* [Exercise]:
In the article about tattoo artist Mary Jane Haake, please state what design her first tattoo was.

* [Source extract]:
▶
Pretty in Ink

This Portlander Gives Postmastectomy Tattoos to Breast Cancer Survivors

After a long career, medical tattoo artist Mary Jane Haake will retire at the end of 2018.

By Talullah Plummer-Blanco September 11, 2018 Published in the October 2018 issue of Portland Monthly

Mary Jane Haake in her Northwest Portland home

Image: Thomas Teal

After a 40-year career as a tattoo artist, Mary Jane Haake is set to retire at the end of 2018. Haake, 67, specializes in medical tattooing—she’s one of two tattoo artists in the nation credentialed by insurance companies to give reconstructive breast tattoos after mastectomies, and the first in the country to earn a degree in tattooing. Haake’s long career weaves German punks, lectures across the globe, and a small business empire. But first and foremost, nipples.

Tell us what you do.

I do skin toning. I can take out any kind of light scar. If the scar is white I can make it blend completely, go away.

How did you develop this skill?

I was a painting sculpture major at Portland Art Museum School [which later became the Pacific Northwest College of Art]. Back in 1978, I was taking a humanities class, and the guy said, “I want you to walk into a store you’d never walk in normally, and find the beauty in a hole, a fork, or whatever. Go. Everything is art.” So my friend and I went down to Skid Row and walked into what we thought was a head shop. It was a tattoo parlor. There was an old couple sitting at a cardboard table eating tuna sandwiches, and they had their little poodle up on the table. He turned to me and he said, “I’m Bert Grimm, and I’ve tattooed more people all over than anyone in the world.” He talked me into getting my first tattoo that day. It’s a little flower. He was 78 at the time.

I started being friendly with Bert and working nights there. My parents thought I was still [workng at a] law office and working nights at the art school. They lived in Utah. It went pretty well until my dad showed up outside with a priest. They were going to deprogram me like a Moonie. My mom was a nurse—she was sure I had hepatitis.

So you got far, far away?

I did my thesis over in Italy in 1980. Florence, Italy. I took my tattoo gear there. I just worked on all the other art students. There were a whole bunch of punk rocker students from Germany. They didn’t care if I tattooed a grocery list across their face. That’s where I learned permanent makeup. I came back from Italy, and while I was working on my thesis, I sent a video to all the doctors in town and told them that I do permanent makeup. They all just started referring people.
◀
* [Stored data entries]:
▶
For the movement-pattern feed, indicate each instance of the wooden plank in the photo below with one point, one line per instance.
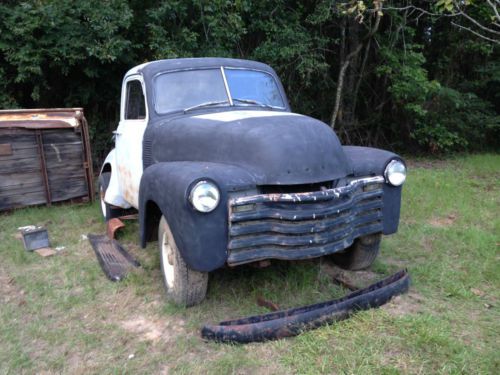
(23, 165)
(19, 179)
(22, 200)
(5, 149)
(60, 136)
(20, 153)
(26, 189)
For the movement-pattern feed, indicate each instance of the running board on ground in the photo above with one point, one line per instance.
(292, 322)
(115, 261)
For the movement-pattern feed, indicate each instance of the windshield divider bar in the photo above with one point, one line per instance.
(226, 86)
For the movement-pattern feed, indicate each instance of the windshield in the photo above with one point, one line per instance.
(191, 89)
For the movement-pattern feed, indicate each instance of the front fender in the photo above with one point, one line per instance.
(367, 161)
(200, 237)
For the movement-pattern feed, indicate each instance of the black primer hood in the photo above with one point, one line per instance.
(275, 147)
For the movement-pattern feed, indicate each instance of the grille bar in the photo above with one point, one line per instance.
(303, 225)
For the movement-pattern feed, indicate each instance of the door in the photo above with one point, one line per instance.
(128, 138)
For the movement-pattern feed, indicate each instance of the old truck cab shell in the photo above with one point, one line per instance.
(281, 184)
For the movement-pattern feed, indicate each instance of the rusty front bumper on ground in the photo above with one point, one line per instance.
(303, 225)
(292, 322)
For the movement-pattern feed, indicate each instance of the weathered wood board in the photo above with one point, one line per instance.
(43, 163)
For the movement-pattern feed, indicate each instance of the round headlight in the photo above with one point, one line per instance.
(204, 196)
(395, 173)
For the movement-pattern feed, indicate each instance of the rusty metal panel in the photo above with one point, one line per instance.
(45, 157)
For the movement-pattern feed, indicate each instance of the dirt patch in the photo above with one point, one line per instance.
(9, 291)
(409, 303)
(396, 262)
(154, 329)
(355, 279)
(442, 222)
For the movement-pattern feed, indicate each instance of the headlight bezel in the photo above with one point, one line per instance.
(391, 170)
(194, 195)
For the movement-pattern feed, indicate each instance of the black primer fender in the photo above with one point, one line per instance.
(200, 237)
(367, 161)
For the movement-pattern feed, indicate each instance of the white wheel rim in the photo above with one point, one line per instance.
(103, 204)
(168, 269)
◀
▶
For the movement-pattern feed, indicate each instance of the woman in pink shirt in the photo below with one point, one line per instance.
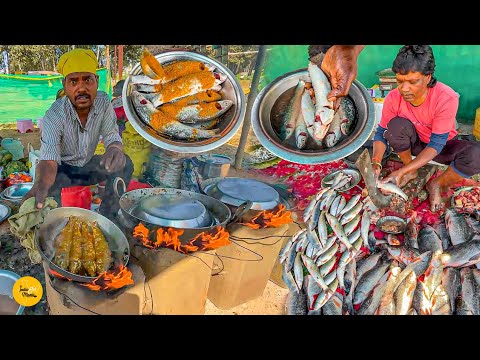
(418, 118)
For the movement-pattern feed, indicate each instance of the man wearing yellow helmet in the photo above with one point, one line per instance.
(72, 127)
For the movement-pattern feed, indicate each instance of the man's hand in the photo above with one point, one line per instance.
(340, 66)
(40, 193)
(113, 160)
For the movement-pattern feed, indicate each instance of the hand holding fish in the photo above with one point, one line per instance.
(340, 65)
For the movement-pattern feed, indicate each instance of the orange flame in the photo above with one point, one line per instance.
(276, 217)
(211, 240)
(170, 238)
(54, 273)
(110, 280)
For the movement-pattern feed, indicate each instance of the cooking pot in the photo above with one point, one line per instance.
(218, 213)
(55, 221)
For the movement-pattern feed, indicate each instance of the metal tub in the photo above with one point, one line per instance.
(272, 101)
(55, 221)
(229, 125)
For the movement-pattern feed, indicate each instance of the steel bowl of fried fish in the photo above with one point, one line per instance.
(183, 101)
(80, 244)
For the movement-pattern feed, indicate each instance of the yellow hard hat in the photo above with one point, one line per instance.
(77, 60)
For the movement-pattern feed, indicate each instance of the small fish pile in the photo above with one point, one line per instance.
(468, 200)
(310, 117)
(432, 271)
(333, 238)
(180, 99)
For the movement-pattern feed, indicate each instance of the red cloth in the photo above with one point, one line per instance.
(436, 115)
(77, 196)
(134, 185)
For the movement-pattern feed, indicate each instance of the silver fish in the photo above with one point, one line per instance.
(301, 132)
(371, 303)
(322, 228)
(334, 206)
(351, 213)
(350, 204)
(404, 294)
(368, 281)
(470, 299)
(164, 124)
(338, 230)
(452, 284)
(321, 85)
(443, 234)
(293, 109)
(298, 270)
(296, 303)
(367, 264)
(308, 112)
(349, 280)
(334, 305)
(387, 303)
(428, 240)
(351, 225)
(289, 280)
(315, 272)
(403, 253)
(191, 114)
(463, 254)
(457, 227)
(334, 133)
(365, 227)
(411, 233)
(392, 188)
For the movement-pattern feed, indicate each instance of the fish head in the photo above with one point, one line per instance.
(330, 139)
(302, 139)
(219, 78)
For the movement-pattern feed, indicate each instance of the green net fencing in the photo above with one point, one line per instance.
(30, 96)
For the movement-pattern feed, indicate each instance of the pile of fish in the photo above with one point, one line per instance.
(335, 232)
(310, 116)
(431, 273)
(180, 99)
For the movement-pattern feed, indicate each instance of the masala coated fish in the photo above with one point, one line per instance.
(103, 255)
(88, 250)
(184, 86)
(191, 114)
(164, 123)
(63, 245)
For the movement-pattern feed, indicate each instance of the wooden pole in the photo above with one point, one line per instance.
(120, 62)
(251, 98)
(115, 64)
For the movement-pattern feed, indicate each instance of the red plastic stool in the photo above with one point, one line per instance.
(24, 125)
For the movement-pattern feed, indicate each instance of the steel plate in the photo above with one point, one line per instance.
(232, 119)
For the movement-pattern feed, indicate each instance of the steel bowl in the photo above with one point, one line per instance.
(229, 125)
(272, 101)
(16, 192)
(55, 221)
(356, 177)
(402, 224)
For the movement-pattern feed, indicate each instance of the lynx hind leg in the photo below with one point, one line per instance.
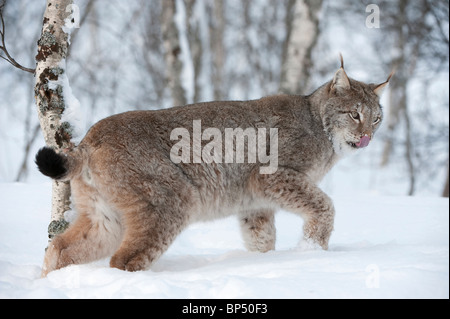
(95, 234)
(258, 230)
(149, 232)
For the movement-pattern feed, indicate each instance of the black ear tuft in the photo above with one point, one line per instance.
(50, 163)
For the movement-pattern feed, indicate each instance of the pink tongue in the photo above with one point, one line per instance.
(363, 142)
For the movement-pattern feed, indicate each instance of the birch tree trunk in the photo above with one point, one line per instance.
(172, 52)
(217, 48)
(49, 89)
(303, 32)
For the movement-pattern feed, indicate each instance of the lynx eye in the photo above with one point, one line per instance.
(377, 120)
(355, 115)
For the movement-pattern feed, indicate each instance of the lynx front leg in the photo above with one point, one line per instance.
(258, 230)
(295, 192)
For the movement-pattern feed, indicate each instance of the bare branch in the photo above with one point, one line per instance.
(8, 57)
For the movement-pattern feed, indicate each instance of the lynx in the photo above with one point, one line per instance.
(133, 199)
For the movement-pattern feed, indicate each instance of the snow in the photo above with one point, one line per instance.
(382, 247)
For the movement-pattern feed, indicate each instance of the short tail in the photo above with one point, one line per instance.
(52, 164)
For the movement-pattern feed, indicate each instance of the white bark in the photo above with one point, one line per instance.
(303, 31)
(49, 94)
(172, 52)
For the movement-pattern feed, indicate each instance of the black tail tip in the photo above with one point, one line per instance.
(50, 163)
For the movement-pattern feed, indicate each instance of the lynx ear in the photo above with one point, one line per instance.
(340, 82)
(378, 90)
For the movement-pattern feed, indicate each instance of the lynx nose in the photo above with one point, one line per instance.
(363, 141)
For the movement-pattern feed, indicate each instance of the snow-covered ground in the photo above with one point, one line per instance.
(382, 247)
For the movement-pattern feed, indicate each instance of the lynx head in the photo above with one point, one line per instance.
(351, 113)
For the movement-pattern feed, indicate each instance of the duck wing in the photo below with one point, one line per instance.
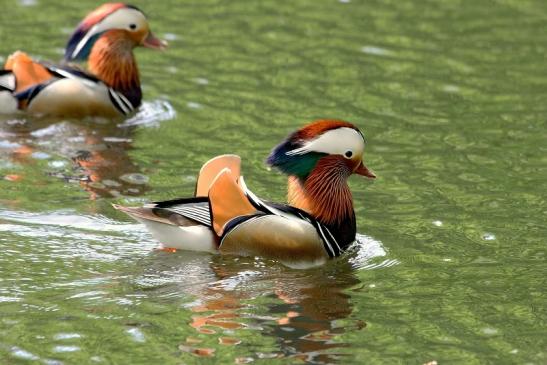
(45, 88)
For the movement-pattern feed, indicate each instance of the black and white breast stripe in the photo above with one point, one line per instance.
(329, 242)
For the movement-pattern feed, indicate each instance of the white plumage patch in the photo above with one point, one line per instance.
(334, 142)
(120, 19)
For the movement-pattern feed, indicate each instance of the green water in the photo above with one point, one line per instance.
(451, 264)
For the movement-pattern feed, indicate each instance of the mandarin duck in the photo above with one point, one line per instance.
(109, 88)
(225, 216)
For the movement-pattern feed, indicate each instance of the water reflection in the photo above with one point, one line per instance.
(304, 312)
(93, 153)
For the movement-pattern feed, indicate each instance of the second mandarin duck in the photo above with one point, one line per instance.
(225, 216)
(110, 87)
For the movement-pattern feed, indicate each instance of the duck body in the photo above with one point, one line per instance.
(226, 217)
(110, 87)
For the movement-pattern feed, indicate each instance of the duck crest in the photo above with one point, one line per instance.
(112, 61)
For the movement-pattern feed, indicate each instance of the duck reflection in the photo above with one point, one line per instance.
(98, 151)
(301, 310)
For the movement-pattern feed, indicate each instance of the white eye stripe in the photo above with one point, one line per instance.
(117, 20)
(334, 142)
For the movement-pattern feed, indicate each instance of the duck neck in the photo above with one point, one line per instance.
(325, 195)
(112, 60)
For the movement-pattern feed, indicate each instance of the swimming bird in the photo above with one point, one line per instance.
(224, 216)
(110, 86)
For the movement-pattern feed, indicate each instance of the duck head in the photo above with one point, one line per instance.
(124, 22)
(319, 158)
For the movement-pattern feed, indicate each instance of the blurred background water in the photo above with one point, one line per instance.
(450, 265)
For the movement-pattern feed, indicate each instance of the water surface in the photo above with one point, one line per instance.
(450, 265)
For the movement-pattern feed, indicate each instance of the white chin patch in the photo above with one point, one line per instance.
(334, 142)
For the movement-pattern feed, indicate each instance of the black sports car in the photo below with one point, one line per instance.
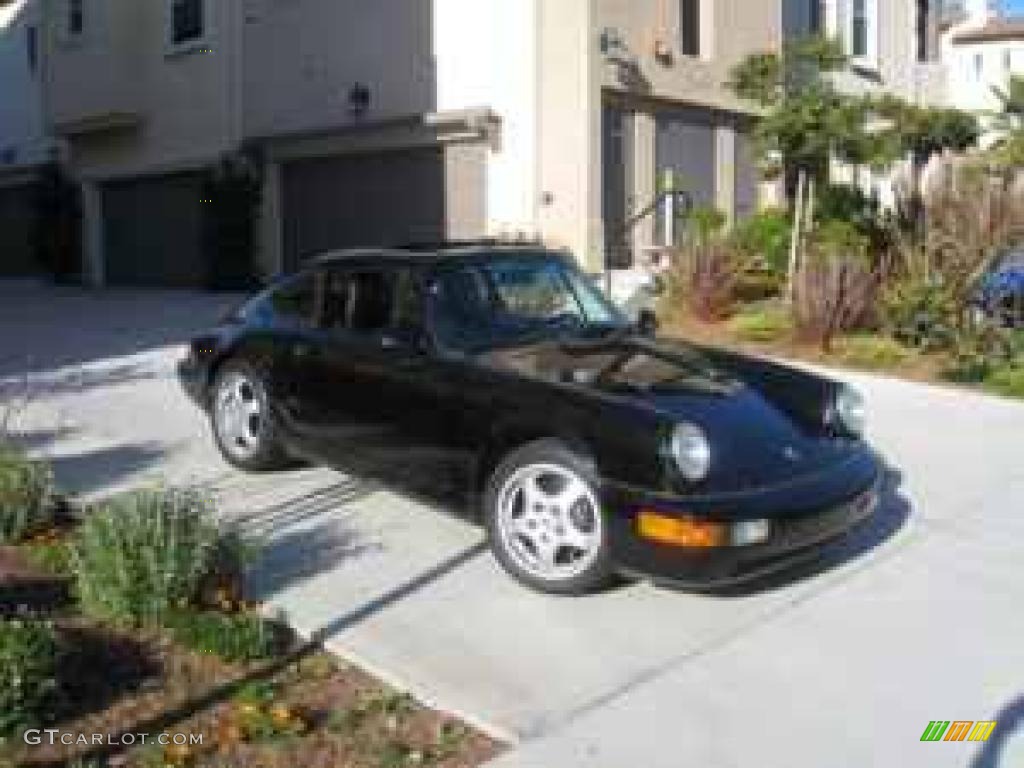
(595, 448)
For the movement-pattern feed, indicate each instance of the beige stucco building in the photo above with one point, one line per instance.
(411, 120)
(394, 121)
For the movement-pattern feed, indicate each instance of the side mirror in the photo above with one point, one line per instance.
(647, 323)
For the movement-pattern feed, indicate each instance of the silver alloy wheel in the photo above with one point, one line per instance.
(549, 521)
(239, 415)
◀
▶
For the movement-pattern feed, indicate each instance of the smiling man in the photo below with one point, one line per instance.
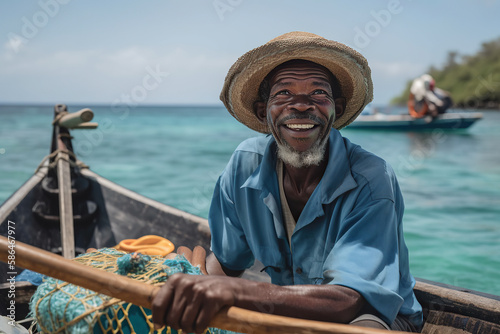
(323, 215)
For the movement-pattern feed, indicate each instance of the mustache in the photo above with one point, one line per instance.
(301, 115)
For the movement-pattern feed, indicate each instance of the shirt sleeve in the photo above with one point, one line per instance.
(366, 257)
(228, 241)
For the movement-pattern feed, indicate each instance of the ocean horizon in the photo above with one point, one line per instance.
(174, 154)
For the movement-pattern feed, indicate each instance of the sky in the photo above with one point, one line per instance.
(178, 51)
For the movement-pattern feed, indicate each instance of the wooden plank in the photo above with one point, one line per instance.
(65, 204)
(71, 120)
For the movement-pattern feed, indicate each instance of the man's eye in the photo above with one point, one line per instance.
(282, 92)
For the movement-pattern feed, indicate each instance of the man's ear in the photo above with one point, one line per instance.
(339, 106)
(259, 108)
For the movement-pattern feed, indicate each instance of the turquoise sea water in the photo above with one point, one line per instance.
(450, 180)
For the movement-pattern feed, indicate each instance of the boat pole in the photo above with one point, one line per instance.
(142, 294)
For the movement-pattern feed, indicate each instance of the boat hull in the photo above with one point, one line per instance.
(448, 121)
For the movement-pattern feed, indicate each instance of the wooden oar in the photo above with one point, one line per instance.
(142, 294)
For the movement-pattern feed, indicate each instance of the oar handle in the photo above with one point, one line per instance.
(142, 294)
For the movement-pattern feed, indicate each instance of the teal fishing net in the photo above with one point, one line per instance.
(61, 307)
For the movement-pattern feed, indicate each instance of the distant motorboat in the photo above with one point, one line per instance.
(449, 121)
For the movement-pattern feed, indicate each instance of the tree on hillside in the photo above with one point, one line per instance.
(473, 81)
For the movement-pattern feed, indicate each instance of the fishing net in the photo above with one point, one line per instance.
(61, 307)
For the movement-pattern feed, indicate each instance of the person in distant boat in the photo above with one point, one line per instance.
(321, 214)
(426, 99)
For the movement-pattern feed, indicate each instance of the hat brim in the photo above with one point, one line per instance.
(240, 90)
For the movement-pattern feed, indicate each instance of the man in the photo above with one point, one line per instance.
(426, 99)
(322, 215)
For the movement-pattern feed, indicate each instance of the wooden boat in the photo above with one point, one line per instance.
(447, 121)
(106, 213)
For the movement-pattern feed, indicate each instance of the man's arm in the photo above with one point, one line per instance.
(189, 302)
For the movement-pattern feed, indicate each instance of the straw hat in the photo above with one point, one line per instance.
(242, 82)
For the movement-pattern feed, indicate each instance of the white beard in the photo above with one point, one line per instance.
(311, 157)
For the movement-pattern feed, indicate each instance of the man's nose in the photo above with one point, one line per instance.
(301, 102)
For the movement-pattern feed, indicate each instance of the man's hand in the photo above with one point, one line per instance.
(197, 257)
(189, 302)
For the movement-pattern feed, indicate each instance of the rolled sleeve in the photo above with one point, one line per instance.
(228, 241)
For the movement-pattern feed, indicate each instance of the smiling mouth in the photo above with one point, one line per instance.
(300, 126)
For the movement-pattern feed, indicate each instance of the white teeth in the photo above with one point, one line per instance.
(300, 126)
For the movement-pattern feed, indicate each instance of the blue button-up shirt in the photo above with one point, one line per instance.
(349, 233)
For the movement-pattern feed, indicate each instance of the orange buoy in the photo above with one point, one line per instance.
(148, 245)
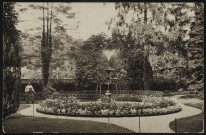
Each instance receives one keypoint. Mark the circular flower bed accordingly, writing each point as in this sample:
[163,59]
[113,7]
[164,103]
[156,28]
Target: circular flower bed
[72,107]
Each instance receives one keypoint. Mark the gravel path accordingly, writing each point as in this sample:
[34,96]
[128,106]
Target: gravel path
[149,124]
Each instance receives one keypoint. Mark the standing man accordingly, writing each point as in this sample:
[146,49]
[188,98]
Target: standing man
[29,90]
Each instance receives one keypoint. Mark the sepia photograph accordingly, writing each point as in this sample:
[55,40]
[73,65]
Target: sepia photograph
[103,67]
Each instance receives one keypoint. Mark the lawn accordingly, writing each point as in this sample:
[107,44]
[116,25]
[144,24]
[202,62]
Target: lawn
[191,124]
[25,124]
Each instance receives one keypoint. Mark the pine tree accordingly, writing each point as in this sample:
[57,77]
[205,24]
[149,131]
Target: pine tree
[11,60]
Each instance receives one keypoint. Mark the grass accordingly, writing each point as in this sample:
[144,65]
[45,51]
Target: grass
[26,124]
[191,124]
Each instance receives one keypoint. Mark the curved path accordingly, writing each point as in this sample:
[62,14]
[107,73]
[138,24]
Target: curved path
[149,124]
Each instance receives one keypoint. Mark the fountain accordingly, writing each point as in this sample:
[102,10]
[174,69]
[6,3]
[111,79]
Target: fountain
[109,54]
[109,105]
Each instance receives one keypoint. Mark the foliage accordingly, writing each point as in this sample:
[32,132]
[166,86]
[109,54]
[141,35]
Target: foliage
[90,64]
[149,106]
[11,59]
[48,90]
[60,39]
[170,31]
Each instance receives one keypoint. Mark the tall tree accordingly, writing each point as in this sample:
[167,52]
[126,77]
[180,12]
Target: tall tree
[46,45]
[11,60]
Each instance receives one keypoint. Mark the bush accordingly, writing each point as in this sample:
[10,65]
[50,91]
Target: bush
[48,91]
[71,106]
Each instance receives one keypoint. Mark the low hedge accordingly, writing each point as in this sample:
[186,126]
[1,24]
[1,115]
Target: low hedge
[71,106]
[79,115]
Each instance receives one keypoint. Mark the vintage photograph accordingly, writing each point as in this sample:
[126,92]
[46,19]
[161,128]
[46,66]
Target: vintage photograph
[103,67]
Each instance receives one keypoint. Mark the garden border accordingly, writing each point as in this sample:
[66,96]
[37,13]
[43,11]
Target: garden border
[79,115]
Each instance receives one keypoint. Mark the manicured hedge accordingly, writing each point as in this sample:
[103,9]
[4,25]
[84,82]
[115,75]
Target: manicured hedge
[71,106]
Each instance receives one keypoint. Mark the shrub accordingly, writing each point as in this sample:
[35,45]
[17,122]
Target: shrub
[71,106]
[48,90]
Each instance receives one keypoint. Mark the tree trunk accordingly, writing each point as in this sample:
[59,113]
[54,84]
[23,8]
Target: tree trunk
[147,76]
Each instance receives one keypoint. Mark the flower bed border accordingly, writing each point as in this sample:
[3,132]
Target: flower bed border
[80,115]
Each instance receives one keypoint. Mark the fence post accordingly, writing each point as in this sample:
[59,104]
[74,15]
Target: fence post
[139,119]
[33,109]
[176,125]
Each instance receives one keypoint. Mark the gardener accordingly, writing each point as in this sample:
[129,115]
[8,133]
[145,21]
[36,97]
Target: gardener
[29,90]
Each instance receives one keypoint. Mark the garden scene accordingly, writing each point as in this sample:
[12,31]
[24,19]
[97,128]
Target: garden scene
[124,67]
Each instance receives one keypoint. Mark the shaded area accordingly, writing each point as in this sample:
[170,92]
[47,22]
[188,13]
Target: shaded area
◀
* [Output below]:
A little flower.